[Entries from a dataset]
· · · · ·

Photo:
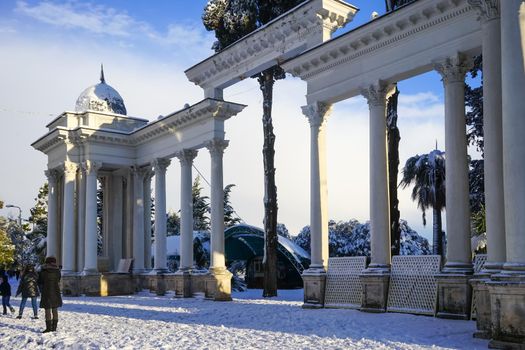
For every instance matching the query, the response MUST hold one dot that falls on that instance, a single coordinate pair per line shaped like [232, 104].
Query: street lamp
[19, 212]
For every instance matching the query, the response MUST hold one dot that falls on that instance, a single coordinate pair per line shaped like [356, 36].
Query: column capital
[69, 168]
[375, 94]
[160, 164]
[52, 175]
[186, 156]
[453, 69]
[216, 146]
[487, 9]
[317, 112]
[91, 167]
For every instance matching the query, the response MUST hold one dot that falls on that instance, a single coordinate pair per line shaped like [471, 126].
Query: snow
[147, 321]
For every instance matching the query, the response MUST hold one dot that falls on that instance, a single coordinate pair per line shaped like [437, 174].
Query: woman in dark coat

· · · · ·

▸ DIRECTIONS
Change "dark" to "black" in the lines running from the one that contains "like [471, 126]." through the end of the records. Write those lines out again with nothing else altered.

▸ WRITTEN ANSWER
For every instance matching the query, the response MUST hold one dot that falls on that instance, a single coordinate pair per line shaped like [471, 126].
Query: snow
[147, 321]
For every instance matching the query, the response MUST hold one dot that falls on that instance, a single coordinate pair per line shaped like [437, 174].
Query: woman in black coat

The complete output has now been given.